[BEGIN DOCUMENT EXCERPT]
How a TikTok Post Brought Ghost's 'Mary on a Cross' to Life
By Maura Johnston, a Boston-based Third Bridge Creative contributor who teaches at Boston College.
Thanks to the way the Billboard Hot 100's data sourcing has changed in recent years, the music consumption chart has been full of unexpected entrants from years gone by — like the 37-year-old Kate Bush banger "Running Up That Hill," which was propelled onto the 2022 charts by Stranger Things, or the 1977 cut from Fleetwood Mac's Rumours "Dreams," which returned to Pop's mainstream because of a chilled-out, cranberry-flavored TikTok clip.
In September, the Swedish Metal band Ghost enjoyed similar success, notching their first Hot 100 hit. "Mary On a Cross," a deceptively catchy cut from their 2019 EP Seven Inches of Satanic Panic, hit No. 90 on the Sept. 24 edition of that chart — the band's first time on the all-genre pop tally — thanks to 6M streams and 1K digital sales. The song initially came to prominence because of a fusion between Stranger Things and TikTok — and Ghost smartly capitalized on the trends, leading to the track's popularity soaring high enough that the band's masked frontman was invited to throw out the first pitch at a White Sox game in September.
A Masked Band of Metallurgists
Formed in Linköping, Sweden, in 2006, Ghost plays a style of metal that borrows from many different sub-sects of the genre — their home country's Black Metal and the sludgy sonics of Metal pioneers Black Sabbath can be heard in their mix, but they also have a Pop appeal that has nudged their music toward the mainstream. Their look helps, too: Frontman Tobias Forge wears elaborate costumes onstage in his various "anti-Pope" guises, and he's backed by hooded musicians who are known simply as Nameless Ghouls.
[END DOCUMENT EXCERPT]
* **PROBLEMS**:
1. Duplicate the stretch of the article on Ghost from "How a TikTok" through "cranberry-flavored TikTok clip.".
2. Find every line in the records that contains the word "shirt" and copy each of those lines. Case counts.
The article about Ghost and the records that come after it have no connection to each other.
[BEGIN SUPPLIED DATA]
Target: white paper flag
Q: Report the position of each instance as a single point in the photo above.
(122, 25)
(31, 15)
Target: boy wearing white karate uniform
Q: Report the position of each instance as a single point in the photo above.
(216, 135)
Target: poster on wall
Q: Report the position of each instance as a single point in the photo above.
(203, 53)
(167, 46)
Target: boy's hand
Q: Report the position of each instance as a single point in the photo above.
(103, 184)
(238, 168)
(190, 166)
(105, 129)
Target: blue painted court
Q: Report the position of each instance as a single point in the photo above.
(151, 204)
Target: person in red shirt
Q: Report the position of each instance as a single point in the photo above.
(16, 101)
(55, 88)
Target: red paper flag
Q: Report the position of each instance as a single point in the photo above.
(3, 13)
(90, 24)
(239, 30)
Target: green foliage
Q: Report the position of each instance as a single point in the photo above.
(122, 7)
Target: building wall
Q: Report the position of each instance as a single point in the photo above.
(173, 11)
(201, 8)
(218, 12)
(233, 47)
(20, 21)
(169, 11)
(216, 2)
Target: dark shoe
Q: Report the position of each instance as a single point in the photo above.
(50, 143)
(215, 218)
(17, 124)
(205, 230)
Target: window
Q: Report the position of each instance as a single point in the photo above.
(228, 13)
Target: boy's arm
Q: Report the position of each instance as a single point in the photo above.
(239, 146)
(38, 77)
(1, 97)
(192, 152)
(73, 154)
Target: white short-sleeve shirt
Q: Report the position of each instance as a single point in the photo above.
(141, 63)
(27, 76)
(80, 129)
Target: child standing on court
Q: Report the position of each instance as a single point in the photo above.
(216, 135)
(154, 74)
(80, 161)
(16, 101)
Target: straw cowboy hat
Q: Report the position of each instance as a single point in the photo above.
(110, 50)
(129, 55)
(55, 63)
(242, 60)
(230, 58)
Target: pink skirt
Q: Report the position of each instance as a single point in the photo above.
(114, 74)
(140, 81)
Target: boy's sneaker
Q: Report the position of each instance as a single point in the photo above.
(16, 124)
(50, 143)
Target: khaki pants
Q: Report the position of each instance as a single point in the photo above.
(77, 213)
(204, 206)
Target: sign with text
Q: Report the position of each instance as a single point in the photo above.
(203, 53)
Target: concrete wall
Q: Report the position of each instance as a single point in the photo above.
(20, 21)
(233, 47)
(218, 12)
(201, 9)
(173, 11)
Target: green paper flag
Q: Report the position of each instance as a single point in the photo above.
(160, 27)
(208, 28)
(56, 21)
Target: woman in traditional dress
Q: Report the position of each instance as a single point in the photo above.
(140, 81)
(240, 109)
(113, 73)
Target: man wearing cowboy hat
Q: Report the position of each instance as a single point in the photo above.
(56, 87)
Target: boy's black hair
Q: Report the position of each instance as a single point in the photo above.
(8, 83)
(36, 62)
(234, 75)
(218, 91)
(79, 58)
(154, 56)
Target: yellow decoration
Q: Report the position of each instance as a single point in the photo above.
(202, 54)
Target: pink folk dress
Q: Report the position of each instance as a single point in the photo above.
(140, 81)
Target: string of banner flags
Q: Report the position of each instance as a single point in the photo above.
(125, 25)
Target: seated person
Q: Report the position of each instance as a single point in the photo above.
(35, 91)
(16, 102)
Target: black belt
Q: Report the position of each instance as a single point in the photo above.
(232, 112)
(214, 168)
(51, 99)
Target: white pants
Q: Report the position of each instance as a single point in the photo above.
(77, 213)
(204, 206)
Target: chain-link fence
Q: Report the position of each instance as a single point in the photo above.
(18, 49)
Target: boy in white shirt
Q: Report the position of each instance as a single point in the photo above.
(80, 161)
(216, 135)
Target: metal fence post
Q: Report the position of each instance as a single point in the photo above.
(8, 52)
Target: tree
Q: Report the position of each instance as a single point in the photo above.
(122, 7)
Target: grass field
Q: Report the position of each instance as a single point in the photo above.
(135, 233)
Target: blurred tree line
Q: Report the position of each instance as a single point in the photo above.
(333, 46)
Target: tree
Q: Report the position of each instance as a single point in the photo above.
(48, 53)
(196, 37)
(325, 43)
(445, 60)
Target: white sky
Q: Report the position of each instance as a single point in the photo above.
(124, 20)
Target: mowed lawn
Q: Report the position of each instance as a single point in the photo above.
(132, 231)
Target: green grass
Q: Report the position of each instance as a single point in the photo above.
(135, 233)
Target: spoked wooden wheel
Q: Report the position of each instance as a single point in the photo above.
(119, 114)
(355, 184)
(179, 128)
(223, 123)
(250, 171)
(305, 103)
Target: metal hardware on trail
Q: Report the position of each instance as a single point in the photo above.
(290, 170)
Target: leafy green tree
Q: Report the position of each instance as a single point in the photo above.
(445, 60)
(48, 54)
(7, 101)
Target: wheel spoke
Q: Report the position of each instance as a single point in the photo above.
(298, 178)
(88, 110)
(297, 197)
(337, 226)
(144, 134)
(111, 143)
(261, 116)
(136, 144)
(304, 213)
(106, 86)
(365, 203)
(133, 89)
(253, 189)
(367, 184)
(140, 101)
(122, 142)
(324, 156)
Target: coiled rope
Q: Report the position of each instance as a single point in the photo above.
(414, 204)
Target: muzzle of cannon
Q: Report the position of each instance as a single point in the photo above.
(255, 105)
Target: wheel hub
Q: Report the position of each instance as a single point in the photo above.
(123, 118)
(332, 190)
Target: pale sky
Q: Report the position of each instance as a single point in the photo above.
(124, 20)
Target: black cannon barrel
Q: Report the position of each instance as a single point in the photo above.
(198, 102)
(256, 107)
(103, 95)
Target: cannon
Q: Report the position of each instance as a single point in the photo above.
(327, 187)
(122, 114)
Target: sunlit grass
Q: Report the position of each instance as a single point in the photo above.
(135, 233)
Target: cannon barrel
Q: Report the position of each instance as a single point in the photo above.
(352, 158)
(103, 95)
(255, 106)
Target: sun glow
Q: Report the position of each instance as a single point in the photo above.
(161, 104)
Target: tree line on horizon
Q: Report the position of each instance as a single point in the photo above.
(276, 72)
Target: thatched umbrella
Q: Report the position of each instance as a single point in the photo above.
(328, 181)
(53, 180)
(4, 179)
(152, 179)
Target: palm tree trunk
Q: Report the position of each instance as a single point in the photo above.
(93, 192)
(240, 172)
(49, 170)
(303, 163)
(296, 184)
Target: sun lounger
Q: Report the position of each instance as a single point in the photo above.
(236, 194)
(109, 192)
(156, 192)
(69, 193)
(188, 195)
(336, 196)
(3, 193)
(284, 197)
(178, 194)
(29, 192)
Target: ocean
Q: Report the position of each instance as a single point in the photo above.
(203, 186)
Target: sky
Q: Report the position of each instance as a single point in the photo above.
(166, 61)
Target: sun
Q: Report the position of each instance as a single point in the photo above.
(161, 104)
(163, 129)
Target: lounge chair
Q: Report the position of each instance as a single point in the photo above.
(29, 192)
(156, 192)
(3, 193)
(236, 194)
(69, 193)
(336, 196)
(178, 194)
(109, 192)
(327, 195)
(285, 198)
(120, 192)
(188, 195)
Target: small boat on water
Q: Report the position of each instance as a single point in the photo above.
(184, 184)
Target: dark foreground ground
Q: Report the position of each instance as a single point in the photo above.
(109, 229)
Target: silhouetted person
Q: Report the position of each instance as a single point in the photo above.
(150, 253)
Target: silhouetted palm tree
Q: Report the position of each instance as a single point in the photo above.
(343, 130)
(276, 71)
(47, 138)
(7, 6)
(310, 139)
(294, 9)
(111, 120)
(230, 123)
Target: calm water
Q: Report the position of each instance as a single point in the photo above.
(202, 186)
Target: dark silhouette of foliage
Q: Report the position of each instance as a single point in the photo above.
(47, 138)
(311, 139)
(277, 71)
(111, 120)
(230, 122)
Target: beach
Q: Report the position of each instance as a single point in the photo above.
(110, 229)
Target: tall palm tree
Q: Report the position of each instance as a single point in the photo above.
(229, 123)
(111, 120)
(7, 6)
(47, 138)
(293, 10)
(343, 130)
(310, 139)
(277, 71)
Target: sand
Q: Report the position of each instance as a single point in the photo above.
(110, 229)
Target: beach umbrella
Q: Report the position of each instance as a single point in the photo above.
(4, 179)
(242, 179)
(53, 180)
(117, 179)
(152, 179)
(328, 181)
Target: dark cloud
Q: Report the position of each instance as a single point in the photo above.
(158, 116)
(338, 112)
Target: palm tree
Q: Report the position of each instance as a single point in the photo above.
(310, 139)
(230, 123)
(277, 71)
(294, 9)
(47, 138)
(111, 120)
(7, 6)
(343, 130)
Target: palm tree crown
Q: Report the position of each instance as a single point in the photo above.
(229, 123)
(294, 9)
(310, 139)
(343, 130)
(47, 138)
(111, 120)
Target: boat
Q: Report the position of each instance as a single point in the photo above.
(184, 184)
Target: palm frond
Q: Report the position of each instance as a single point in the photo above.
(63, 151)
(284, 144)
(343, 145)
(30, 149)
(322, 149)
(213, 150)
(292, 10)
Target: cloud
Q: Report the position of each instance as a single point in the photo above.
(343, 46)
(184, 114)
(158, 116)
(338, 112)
[END SUPPLIED DATA]
* **ANSWERS TO THE TASKS**:
1.
How a TikTok Post Brought Ghost's 'Mary on a Cross' to Life
By Maura Johnston, a Boston-based Third Bridge Creative contributor who teaches at Boston College.
Thanks to the way the Billboard Hot 100's data sourcing has changed in recent years, the music consumption chart has been full of unexpected entrants from years gone by — like the 37-year-old Kate Bush banger "Running Up That Hill," which was propelled onto the 2022 charts by Stranger Things, or the 1977 cut from Fleetwood Mac's Rumours "Dreams," which returned to Pop's mainstream because of a chilled-out, cranberry-flavored TikTok clip.

2.
Target: person in red shirt
Target: white short-sleeve shirt
Target: boy in white shirt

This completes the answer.